Records provided =
================

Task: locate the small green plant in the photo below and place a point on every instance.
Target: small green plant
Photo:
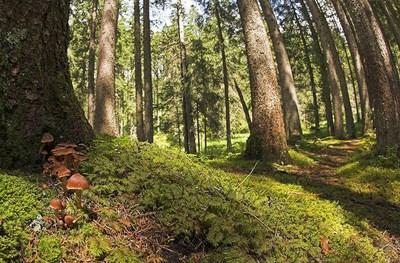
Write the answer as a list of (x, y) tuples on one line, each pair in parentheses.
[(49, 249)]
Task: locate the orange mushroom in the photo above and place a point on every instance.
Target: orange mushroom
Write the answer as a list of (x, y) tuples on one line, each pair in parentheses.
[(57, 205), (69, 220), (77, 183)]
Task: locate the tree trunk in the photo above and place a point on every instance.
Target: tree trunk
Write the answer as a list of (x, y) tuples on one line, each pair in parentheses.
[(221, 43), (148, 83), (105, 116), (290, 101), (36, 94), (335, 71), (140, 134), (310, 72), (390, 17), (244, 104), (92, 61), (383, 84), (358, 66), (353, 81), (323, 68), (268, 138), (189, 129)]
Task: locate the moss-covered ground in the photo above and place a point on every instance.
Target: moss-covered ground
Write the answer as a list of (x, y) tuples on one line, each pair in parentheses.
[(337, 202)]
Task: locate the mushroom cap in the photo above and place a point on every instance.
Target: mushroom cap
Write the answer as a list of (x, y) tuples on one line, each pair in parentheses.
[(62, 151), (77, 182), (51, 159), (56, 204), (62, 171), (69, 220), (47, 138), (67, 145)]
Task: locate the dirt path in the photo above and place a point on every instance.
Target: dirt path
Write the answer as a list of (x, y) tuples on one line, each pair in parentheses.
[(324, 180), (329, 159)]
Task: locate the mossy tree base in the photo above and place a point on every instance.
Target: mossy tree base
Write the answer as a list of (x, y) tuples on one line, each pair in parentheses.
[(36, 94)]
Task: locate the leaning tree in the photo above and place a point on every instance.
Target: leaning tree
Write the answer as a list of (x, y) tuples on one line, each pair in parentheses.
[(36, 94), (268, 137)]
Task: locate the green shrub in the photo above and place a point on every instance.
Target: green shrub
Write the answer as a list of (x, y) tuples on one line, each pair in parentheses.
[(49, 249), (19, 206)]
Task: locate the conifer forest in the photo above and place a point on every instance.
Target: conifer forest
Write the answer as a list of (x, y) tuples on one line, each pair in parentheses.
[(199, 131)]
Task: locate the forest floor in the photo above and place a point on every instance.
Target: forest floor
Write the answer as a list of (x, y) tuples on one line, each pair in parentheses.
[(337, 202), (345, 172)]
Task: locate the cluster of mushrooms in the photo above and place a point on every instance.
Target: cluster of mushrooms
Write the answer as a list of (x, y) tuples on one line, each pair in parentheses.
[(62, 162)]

================

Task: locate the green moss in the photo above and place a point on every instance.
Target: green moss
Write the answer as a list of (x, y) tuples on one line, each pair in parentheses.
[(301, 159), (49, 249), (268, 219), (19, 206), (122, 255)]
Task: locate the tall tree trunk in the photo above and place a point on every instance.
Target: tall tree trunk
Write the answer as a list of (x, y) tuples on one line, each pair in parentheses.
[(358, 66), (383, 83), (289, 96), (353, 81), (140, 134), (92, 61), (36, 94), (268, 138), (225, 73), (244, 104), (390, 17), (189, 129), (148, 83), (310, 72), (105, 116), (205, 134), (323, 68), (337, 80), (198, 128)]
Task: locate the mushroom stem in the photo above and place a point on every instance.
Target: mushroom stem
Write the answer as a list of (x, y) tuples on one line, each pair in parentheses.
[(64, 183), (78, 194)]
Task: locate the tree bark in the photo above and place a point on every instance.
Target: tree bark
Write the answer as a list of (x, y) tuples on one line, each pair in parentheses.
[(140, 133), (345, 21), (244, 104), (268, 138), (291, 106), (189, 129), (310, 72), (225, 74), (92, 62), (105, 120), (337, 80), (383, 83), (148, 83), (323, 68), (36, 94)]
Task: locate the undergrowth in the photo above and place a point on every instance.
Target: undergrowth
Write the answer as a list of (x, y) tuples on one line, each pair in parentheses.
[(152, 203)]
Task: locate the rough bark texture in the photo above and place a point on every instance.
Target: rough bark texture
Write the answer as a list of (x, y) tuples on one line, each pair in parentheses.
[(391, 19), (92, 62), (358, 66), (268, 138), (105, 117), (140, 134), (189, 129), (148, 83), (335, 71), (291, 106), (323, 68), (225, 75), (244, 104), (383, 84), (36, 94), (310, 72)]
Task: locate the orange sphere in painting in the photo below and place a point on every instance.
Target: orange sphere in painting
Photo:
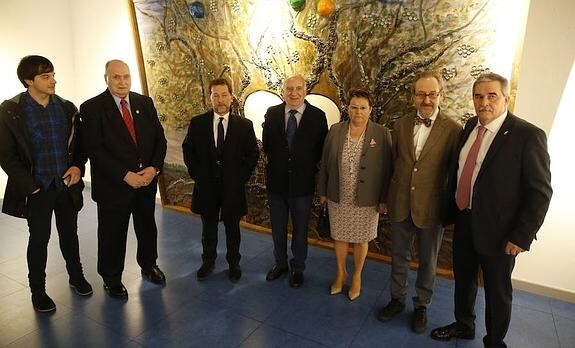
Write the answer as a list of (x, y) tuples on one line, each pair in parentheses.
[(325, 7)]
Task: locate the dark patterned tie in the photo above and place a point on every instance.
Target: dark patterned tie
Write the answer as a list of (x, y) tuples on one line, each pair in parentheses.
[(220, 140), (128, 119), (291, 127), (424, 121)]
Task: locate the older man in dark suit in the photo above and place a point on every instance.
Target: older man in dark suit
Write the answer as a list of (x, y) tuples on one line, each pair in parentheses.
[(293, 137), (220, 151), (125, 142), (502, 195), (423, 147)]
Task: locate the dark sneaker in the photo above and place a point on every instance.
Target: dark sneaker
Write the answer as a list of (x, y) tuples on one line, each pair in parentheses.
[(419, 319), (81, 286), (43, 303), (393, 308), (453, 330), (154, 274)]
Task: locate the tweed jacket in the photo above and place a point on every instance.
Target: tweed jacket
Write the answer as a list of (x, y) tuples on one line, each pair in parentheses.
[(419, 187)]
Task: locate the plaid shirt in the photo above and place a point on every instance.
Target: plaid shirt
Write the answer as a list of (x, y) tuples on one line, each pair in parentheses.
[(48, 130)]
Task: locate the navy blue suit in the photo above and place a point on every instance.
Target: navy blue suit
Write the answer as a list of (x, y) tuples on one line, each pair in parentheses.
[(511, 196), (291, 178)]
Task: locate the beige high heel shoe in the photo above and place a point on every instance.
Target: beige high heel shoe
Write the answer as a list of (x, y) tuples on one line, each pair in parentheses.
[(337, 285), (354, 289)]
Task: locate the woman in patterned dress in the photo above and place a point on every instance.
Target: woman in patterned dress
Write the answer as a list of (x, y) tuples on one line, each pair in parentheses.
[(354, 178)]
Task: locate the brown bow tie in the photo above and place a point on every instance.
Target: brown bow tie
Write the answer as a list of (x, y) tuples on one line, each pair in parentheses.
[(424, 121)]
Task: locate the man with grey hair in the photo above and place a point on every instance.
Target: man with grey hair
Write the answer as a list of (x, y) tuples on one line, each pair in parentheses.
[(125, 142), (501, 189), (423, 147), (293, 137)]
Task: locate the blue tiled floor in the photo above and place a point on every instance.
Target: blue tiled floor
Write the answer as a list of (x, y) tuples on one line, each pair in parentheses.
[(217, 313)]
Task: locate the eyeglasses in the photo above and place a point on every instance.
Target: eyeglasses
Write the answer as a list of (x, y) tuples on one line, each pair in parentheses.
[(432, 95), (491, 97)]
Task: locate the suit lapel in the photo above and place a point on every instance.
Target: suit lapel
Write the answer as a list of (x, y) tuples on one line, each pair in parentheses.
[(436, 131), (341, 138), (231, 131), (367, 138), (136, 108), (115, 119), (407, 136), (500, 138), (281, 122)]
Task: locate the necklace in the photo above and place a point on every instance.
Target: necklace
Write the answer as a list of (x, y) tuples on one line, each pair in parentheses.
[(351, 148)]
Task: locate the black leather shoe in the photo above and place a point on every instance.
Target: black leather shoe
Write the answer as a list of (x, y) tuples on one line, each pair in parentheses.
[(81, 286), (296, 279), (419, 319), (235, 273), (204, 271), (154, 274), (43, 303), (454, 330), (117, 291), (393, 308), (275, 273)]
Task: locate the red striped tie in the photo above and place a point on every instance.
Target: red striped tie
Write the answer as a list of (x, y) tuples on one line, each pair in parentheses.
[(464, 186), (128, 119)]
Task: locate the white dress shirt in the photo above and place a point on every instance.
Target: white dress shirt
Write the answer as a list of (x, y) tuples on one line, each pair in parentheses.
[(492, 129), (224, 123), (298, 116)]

================

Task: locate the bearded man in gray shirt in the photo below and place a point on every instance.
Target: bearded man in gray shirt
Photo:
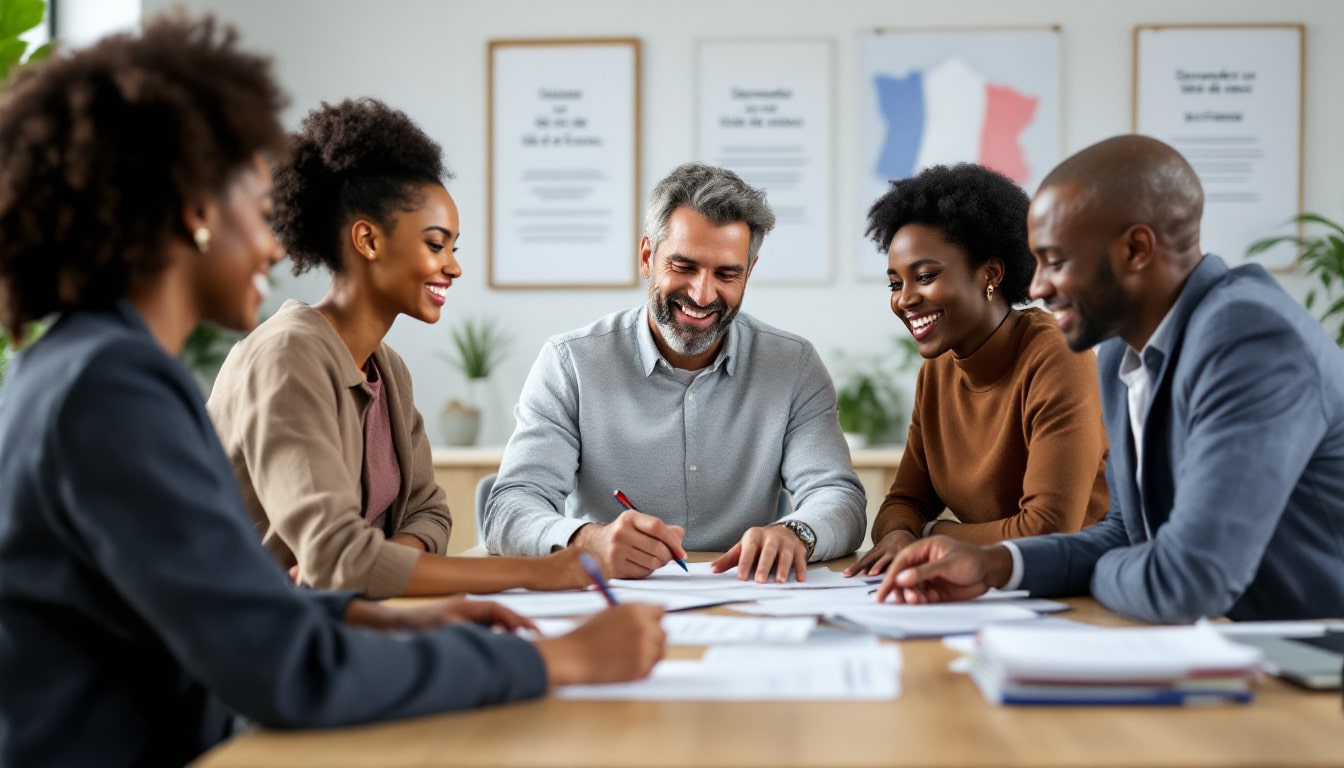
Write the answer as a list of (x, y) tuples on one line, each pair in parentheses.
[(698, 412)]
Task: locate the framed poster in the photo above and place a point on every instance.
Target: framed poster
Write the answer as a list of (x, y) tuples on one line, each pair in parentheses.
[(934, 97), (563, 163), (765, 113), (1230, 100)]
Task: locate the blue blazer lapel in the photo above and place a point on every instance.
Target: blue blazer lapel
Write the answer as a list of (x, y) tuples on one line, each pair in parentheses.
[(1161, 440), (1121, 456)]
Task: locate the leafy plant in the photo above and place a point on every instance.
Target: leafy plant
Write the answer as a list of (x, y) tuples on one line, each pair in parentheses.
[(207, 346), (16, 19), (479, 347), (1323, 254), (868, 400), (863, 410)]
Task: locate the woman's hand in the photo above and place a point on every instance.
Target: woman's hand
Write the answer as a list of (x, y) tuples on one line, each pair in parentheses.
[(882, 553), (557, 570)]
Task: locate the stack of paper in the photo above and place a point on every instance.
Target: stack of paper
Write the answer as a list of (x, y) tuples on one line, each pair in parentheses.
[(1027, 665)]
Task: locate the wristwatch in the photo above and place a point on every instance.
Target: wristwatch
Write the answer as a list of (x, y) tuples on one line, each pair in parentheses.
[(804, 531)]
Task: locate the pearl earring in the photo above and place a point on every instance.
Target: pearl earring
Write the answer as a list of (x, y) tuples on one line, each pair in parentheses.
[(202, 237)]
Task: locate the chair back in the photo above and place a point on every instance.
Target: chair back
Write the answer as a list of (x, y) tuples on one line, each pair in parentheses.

================

What the task asks =
Using the data above, set down each line from the line with "Task: locate the small" to the line with "Target: tree trunk" exactly, both ends included, and leave the pictures behind. Nothing else belongs.

Written response =
Task: locate the small green plant in the photo below and place a point on every instance.
Target: small green plant
Photo:
Write the answer as a list of (x, y) tuples on one line, each pair in parentheses.
[(49, 249)]
Task: locate the orange mushroom in the photo above and place a point on every instance.
Target: orange mushroom
Write the answer as a list of (x, y) tuples on one line, each pair in parentheses.
[(57, 205), (69, 220), (77, 183)]
Task: locate the tree trunk in the photo above and place a point on every instance.
Target: tree trunk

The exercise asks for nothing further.